(Excerpted records):
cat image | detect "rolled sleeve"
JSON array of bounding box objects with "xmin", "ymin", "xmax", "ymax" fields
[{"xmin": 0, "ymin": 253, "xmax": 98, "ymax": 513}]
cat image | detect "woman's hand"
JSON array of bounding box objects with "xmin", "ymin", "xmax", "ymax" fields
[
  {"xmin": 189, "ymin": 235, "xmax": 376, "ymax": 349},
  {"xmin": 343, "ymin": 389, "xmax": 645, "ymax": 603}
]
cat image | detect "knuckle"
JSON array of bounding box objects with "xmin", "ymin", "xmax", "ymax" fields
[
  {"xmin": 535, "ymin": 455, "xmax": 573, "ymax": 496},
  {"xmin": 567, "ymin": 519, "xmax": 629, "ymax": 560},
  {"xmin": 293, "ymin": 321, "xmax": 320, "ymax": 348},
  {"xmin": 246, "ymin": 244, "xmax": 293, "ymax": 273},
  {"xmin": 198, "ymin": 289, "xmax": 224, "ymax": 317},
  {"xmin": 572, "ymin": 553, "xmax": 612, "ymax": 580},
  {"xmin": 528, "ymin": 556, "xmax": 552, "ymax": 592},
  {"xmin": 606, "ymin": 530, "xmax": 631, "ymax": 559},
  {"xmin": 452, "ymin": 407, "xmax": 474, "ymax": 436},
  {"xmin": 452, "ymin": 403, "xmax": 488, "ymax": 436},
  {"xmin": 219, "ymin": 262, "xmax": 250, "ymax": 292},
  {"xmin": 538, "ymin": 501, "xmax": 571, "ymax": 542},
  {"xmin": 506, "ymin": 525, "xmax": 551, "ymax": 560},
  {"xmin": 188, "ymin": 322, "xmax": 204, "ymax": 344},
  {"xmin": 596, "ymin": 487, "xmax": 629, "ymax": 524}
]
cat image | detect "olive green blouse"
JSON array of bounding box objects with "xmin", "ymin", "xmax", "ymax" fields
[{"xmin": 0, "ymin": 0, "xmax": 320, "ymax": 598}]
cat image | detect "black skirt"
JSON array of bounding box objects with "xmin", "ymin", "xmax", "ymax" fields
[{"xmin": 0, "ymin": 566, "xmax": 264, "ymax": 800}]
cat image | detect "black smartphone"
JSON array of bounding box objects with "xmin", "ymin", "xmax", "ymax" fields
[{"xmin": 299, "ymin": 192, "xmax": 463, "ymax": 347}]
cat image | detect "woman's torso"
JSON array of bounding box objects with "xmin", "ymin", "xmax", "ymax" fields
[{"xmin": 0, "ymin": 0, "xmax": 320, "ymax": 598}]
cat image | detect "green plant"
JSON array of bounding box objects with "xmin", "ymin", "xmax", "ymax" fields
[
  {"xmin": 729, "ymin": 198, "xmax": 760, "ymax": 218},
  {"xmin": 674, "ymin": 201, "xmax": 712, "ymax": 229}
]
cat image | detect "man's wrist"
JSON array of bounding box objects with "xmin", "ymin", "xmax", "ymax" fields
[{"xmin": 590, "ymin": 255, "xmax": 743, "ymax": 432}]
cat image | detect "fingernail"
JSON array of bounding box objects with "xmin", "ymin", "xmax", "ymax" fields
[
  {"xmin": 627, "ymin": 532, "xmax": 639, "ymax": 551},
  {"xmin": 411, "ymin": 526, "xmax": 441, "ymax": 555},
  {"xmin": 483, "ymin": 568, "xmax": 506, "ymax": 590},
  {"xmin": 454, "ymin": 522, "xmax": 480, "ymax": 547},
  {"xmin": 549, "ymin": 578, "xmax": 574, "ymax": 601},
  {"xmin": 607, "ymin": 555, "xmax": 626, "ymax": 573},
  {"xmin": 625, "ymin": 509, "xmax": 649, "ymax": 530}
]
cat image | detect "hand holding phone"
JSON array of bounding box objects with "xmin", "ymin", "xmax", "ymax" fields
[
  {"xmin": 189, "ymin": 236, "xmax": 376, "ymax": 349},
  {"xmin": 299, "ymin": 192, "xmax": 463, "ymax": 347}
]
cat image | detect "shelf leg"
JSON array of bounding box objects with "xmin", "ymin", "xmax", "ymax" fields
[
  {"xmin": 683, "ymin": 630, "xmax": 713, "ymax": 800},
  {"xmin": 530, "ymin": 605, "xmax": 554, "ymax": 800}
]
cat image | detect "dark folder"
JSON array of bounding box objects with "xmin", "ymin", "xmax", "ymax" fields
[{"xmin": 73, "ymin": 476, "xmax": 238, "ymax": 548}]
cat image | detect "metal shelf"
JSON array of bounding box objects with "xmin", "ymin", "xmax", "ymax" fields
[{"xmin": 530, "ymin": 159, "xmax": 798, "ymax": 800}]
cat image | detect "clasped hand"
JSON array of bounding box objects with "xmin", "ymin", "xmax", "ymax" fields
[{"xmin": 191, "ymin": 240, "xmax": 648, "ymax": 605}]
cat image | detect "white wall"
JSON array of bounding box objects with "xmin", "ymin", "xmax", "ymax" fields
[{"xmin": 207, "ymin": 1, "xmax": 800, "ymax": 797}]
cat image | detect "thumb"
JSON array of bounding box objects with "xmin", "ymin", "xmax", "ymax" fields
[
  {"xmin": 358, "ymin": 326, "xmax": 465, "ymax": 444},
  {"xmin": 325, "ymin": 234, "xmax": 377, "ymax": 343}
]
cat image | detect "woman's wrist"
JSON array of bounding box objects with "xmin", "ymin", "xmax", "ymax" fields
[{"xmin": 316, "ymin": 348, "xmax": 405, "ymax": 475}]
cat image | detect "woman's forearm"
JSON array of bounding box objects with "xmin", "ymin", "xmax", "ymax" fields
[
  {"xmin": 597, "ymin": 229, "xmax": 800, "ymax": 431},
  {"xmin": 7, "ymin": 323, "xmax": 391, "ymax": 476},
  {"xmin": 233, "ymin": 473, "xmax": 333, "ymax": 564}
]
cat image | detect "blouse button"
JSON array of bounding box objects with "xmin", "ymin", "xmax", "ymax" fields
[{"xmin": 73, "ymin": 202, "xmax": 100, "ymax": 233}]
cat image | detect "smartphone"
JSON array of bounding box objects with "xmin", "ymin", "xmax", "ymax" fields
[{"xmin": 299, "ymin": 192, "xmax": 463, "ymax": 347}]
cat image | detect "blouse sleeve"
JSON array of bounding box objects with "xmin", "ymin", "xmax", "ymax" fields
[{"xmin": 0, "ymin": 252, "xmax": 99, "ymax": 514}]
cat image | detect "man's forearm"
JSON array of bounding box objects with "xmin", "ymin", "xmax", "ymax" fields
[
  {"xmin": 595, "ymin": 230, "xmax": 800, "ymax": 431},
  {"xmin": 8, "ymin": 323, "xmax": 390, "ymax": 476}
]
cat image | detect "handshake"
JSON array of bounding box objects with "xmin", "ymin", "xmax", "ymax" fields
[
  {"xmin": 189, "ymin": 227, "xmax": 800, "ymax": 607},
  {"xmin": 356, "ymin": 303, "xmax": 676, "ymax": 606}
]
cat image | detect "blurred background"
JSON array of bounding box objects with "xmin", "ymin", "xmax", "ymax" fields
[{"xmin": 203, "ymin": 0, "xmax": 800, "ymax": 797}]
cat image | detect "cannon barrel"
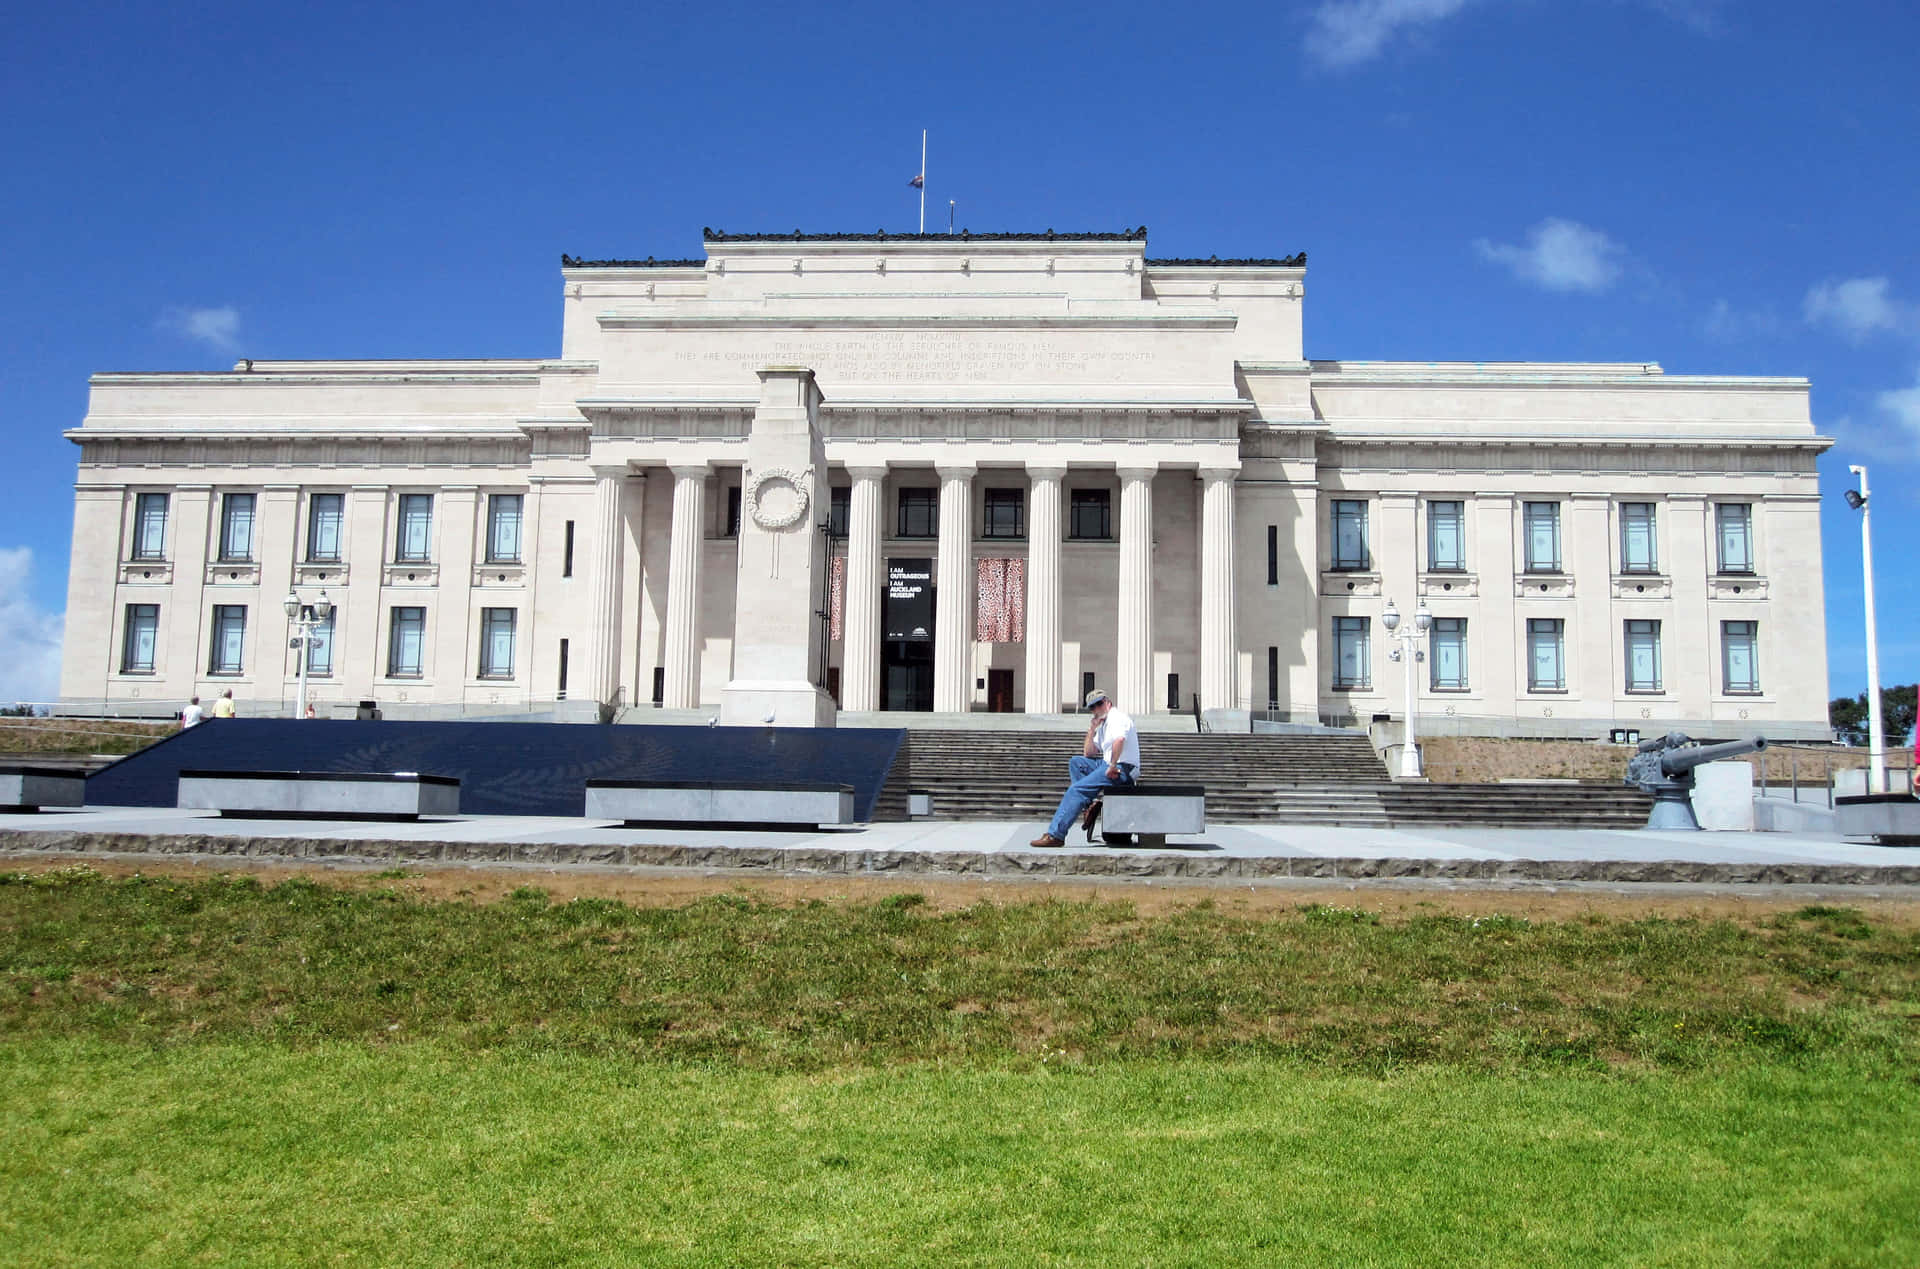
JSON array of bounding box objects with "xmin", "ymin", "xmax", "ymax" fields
[{"xmin": 1659, "ymin": 735, "xmax": 1767, "ymax": 777}]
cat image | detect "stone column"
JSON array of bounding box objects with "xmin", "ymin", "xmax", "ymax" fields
[
  {"xmin": 434, "ymin": 485, "xmax": 480, "ymax": 691},
  {"xmin": 662, "ymin": 464, "xmax": 707, "ymax": 709},
  {"xmin": 933, "ymin": 463, "xmax": 975, "ymax": 714},
  {"xmin": 841, "ymin": 466, "xmax": 886, "ymax": 712},
  {"xmin": 586, "ymin": 465, "xmax": 629, "ymax": 707},
  {"xmin": 1024, "ymin": 464, "xmax": 1066, "ymax": 713},
  {"xmin": 1199, "ymin": 466, "xmax": 1239, "ymax": 711},
  {"xmin": 1116, "ymin": 465, "xmax": 1157, "ymax": 712}
]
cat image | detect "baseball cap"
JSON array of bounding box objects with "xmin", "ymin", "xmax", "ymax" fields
[{"xmin": 1084, "ymin": 688, "xmax": 1110, "ymax": 708}]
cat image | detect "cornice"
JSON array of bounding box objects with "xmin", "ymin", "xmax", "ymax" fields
[
  {"xmin": 703, "ymin": 227, "xmax": 1150, "ymax": 243},
  {"xmin": 596, "ymin": 312, "xmax": 1236, "ymax": 332},
  {"xmin": 1146, "ymin": 254, "xmax": 1306, "ymax": 268}
]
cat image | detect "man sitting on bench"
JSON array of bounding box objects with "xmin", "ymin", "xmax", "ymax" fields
[{"xmin": 1030, "ymin": 688, "xmax": 1139, "ymax": 847}]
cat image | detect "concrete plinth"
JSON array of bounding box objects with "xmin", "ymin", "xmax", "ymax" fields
[
  {"xmin": 1691, "ymin": 761, "xmax": 1755, "ymax": 831},
  {"xmin": 718, "ymin": 681, "xmax": 838, "ymax": 729}
]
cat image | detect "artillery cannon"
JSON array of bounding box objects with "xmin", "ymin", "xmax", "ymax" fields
[{"xmin": 1625, "ymin": 732, "xmax": 1768, "ymax": 830}]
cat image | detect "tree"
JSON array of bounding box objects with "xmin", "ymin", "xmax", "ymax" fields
[{"xmin": 1829, "ymin": 684, "xmax": 1918, "ymax": 747}]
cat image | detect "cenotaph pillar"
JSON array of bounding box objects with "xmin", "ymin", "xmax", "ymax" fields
[{"xmin": 1116, "ymin": 465, "xmax": 1157, "ymax": 712}]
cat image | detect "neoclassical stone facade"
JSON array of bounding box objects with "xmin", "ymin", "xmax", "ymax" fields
[{"xmin": 60, "ymin": 229, "xmax": 1833, "ymax": 737}]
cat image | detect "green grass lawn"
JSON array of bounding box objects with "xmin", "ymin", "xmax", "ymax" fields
[{"xmin": 3, "ymin": 866, "xmax": 1917, "ymax": 1265}]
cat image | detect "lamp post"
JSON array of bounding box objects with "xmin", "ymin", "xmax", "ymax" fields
[
  {"xmin": 1382, "ymin": 597, "xmax": 1432, "ymax": 780},
  {"xmin": 283, "ymin": 589, "xmax": 333, "ymax": 721},
  {"xmin": 1844, "ymin": 466, "xmax": 1884, "ymax": 794}
]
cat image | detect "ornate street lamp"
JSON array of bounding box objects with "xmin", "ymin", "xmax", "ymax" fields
[
  {"xmin": 283, "ymin": 589, "xmax": 333, "ymax": 721},
  {"xmin": 1382, "ymin": 597, "xmax": 1433, "ymax": 780},
  {"xmin": 1845, "ymin": 466, "xmax": 1885, "ymax": 793}
]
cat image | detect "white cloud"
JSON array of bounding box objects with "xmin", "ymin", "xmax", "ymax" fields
[
  {"xmin": 0, "ymin": 548, "xmax": 65, "ymax": 706},
  {"xmin": 1877, "ymin": 369, "xmax": 1920, "ymax": 442},
  {"xmin": 1305, "ymin": 0, "xmax": 1473, "ymax": 68},
  {"xmin": 1473, "ymin": 219, "xmax": 1626, "ymax": 293},
  {"xmin": 158, "ymin": 305, "xmax": 241, "ymax": 352},
  {"xmin": 1803, "ymin": 277, "xmax": 1909, "ymax": 342},
  {"xmin": 1704, "ymin": 298, "xmax": 1783, "ymax": 342}
]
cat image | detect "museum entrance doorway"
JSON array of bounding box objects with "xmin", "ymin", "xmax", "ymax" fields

(Activity):
Pick each line holding "sleeve" out of the entries above and return it.

(Solution for this exercise):
cat image | detect "rolled sleeve"
cat image | detect "blouse sleeve"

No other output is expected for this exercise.